━━━ Task inputs

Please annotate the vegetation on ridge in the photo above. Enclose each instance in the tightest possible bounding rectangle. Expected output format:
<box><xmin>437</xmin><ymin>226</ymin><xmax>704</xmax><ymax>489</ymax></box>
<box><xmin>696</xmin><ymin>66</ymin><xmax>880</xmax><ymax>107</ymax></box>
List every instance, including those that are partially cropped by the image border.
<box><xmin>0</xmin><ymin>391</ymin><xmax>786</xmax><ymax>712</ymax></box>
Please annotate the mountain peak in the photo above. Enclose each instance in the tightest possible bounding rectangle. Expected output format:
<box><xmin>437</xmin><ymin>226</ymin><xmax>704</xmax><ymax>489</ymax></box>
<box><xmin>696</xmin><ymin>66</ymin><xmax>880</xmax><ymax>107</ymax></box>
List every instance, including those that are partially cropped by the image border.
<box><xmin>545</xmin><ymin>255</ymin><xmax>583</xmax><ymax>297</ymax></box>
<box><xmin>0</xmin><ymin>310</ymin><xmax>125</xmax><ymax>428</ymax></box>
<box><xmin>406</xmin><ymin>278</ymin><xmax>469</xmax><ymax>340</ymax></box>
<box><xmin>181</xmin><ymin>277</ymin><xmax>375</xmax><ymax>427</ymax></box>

━━━━━━

* What this task involves: Copy exactly the line containing "Please annotate the mountain" and every line after it, ending with the last line of the records above.

* Reply to the exercise:
Please annotate the mountain peak in the photo above. Enclose each instance in the tightest possible bounding rectangle. Expected output format:
<box><xmin>437</xmin><ymin>226</ymin><xmax>704</xmax><ymax>489</ymax></box>
<box><xmin>696</xmin><ymin>66</ymin><xmax>880</xmax><ymax>107</ymax></box>
List every instance, including those that are partially cropped by the image border.
<box><xmin>545</xmin><ymin>255</ymin><xmax>583</xmax><ymax>297</ymax></box>
<box><xmin>0</xmin><ymin>310</ymin><xmax>125</xmax><ymax>428</ymax></box>
<box><xmin>406</xmin><ymin>278</ymin><xmax>469</xmax><ymax>340</ymax></box>
<box><xmin>181</xmin><ymin>277</ymin><xmax>375</xmax><ymax>427</ymax></box>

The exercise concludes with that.